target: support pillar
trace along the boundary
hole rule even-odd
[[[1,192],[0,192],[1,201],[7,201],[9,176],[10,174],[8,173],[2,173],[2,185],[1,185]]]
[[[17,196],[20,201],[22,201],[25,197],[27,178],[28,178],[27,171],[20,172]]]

◆ ◆ ◆ ◆ ◆

__Descrição da tarefa__.
Reescreva todas as entradas acima e troque "support pillar" por "support column", sem alterar mais nada.

__Resultado do exercício__.
target: support column
trace along the boundary
hole rule even-odd
[[[1,192],[0,192],[1,201],[7,201],[9,176],[10,174],[8,173],[2,173],[2,185],[1,185]]]
[[[17,196],[20,201],[22,201],[25,197],[27,178],[28,178],[27,171],[20,172]]]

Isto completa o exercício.